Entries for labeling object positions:
==============================
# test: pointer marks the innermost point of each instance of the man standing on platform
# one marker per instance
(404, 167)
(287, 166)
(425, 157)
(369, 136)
==============================
◆ EXERCISE AIM:
Write out every line of the entries above again, requests included, and offset each coordinate in the answers by -93.

◆ ANSWER TO THIS EXERCISE:
# test: pointer marks the innermost point of each instance of the man standing on platform
# one marker per instance
(311, 74)
(194, 73)
(332, 64)
(276, 43)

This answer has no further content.